* Required tasks:
- a) In the Aerial+ README, which Python package was used to implement the CBA model?
- b) Reproduce the Aerial+ README from the words "The baselines used in rule" up to and including the words "using pyARC [11].".

* Article:
________________________________________

Skip to content

DiTEC-project/aerial-rule-mining

Repository files navigation

Aerial+: Neurosymbolic Association Rule Mining from Tabular Data

This repository contains the source code of the experiments for Aerial+ neurosymbolic Association Rule Mining (ARM) method and the baselines, as described in the paper entitled "Neurosymbolic Association Rule Mining from Tabular Data".

This document is a brief guideline describing Aerial+, datasets and the baselines used in the experiments and how to run the experiments

Table of Contents

  1. About
  2. Datasets
  3. Baselines
  4. Code structure
  5. How to run?
  6. How to reuse?
  7. References

About

Aerial+ is a neurosymbolic ARM method that addresses the rule explosion and long execution times problem in ARM research for tabular data. It utilizes Deep Learning (DL) to address the high-dimensionality of data and it consists of two steps: i) a neural representation of the tabular data is created using an under-complete denoising autoencoder [1], which captures the associations between data features (Section 3.2 of the paper); ii) the associations rules are then extracted by exploiting the reconstruction mechanism of the autoencoder (Section 3.3). The details of each step can be found in our paper. The pipeline of operations are shown in below figure:

Aerial+ Rule Extraction Pipeline

Datasets

The datasets used in the evaluation is taken from UCI ML Repository [2], a standard benchmark in the ARM literature [3].

Baselines

Aerial+ is evaluated based on both rule quality and downstream classification tasks as part of well-known interpretable Machine Learning (ML) models.

The baselines used in rule quality:

  • Exhaustive methods: FP-Growth and HMine are two well-know exhaustive methods. We implemented both algortihms using Mlxtend Python package [4]. The implementations can be found in src/algorithm/classic_arm file.
  • Optimization-based methods: The optimization-based ARM algorithms are implemented using the NiaARM [5] and the NiaPY [6] Python packages. The implementation can be found in src/algorithm/optimization_arm file.
  • The DL-based ARM-AE algorithm is taken from its original paper and source code [7]. The implementation can be found under src/algorithm/arm_ae folder.

CBA [8], BRL [9] and CORELS [10] are three popular rule-based interpretable ML models that are used in the downstream classification experiments:

  • CBA: implemented using pyARC [11].
  • BRL: implemented using imodels [12].
  • CORELS: implemented using imodels [12].

Code Structure

How to Run?

  1. Configure algorithm parameters in config.py if needed.

  2. Install requirements: The Python requirements file is placed under the main folder, requirements.txt. Run the following to install all of the requirements: pip3 install -r requirements.txt.

  3. Running the rule quality experiments: in the main folder of this repository, run python3 rule_mining_experiments.py. This script runs all eight algorithms including Aerial+ on Congressional Voting Records dataset. Line 24 of the rule_mining_experiments.py can be updated to include any other dataset from the UCI ML repository, e.g., mushroom = fetch_ucirepo(id=73) to include mushroom dataset.

________________________________________

(Dataset rows on where objects appear)
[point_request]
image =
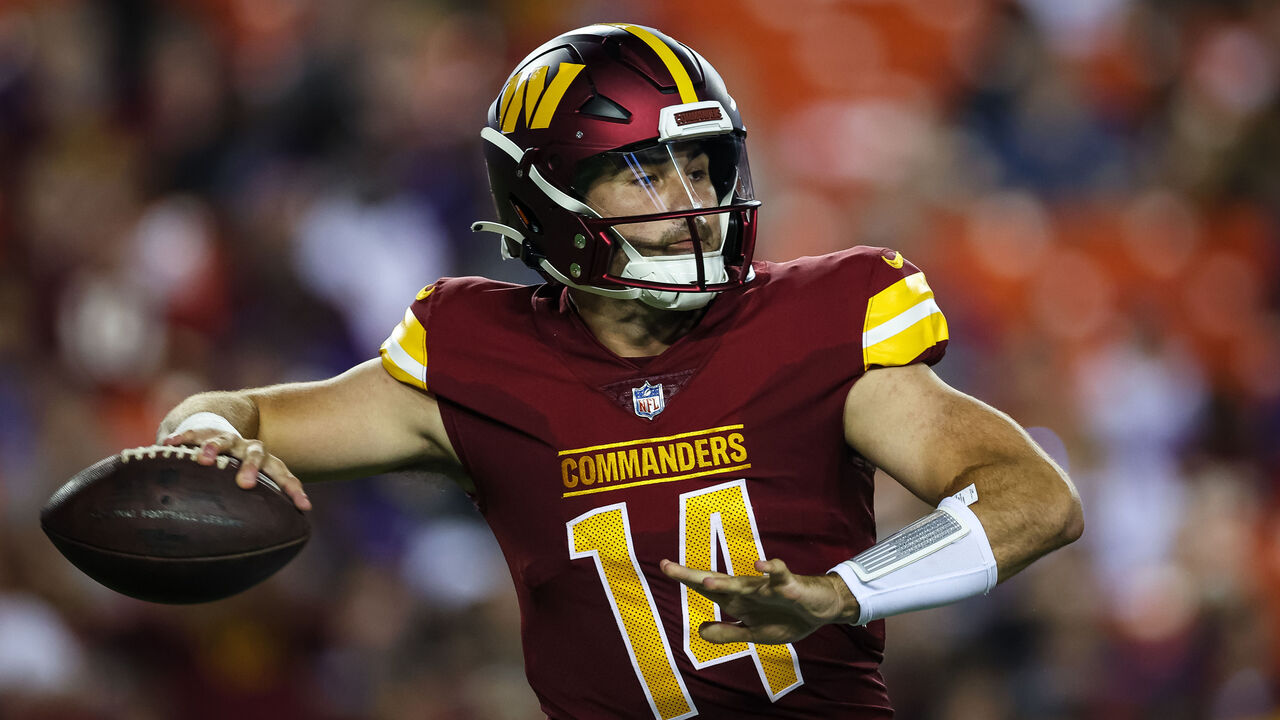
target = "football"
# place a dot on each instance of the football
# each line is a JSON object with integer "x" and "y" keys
{"x": 154, "y": 524}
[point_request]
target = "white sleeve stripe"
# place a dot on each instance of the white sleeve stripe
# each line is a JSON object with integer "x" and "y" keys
{"x": 405, "y": 361}
{"x": 900, "y": 322}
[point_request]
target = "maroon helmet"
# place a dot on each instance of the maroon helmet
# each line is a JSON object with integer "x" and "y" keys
{"x": 617, "y": 163}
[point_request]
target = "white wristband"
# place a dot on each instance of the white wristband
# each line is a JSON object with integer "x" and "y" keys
{"x": 940, "y": 559}
{"x": 206, "y": 420}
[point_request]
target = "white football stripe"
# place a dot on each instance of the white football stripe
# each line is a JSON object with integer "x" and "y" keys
{"x": 900, "y": 322}
{"x": 405, "y": 361}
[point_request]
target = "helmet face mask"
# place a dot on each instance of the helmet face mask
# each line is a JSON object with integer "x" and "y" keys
{"x": 618, "y": 165}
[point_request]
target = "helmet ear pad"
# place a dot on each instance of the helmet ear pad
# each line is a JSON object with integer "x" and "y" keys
{"x": 524, "y": 204}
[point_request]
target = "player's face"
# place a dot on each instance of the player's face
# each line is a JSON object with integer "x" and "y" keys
{"x": 661, "y": 180}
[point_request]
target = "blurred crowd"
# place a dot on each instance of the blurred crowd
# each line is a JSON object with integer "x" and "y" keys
{"x": 219, "y": 194}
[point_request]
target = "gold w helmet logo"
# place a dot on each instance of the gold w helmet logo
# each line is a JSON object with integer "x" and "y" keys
{"x": 530, "y": 92}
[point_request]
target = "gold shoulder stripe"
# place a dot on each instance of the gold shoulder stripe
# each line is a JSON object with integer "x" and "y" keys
{"x": 684, "y": 83}
{"x": 394, "y": 370}
{"x": 405, "y": 351}
{"x": 903, "y": 320}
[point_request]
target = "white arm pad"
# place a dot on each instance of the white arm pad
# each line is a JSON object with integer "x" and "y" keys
{"x": 206, "y": 420}
{"x": 940, "y": 559}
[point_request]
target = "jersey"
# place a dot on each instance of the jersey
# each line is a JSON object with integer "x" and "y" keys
{"x": 723, "y": 450}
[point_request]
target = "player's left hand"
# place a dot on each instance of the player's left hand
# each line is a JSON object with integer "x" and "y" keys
{"x": 775, "y": 607}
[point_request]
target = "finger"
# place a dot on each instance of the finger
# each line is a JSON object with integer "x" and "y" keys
{"x": 213, "y": 446}
{"x": 723, "y": 633}
{"x": 251, "y": 461}
{"x": 714, "y": 586}
{"x": 776, "y": 569}
{"x": 696, "y": 579}
{"x": 289, "y": 483}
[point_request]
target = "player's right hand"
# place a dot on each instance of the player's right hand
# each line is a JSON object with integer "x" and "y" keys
{"x": 251, "y": 455}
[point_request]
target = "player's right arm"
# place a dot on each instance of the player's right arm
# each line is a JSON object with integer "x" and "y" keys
{"x": 360, "y": 423}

________________________________________

* Expected outputs:
- a) pyARC

- b)
The baselines used in rule quality:

  • Exhaustive methods: FP-Growth and HMine are two well-know exhaustive methods. We implemented both algortihms using Mlxtend Python package [4]. The implementations can be found in src/algorithm/classic_arm file.
  • Optimization-based methods: The optimization-based ARM algorithms are implemented using the NiaARM [5] and the NiaPY [6] Python packages. The implementation can be found in src/algorithm/optimization_arm file.
  • The DL-based ARM-AE algorithm is taken from its original paper and source code [7]. The implementation can be found under src/algorithm/arm_ae folder.

CBA [8], BRL [9] and CORELS [10] are three popular rule-based interpretable ML models that are used in the downstream classification experiments:

  • CBA: implemented using pyARC [11].